- [SUPPLIED PASSAGE]
Wednesday, July 26, 2006

shorter hitchens: I was right!

* raimondo:
"What is appalling and frightening is that the Democrats are in many cases worse than the Republicans on the Lebanon invasion question: this means there will be no brake on the administration in taking this road to further "regime change" in the Middle East."

* angryarab:
" In fact, I have always believed that people who can finish a whole column by Kristof should receive a blender as a gift."
lol

* hitchens:
"Now that Joseph and Valerie Wilson's fantasies of having been persecuted by high officials in the administration have been so thoroughly dispelled by Robert Novak..., we may return to the more important original question. Was there good reason to suppose that Iraqi envoys visited Niger in search of "yellowcake" uranium ore?

- [EXERCISE DESCRIPTION] In the blog post, what does angryarab say people who can finish a whole column by Kristof should receive? The entries after this point are separate material, unrelated to the blog post.

- [DATASET RECORDS]

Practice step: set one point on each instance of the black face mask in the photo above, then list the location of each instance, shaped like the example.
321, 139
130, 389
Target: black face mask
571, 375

- [COMPLETED EXERCISE] A blender as a gift.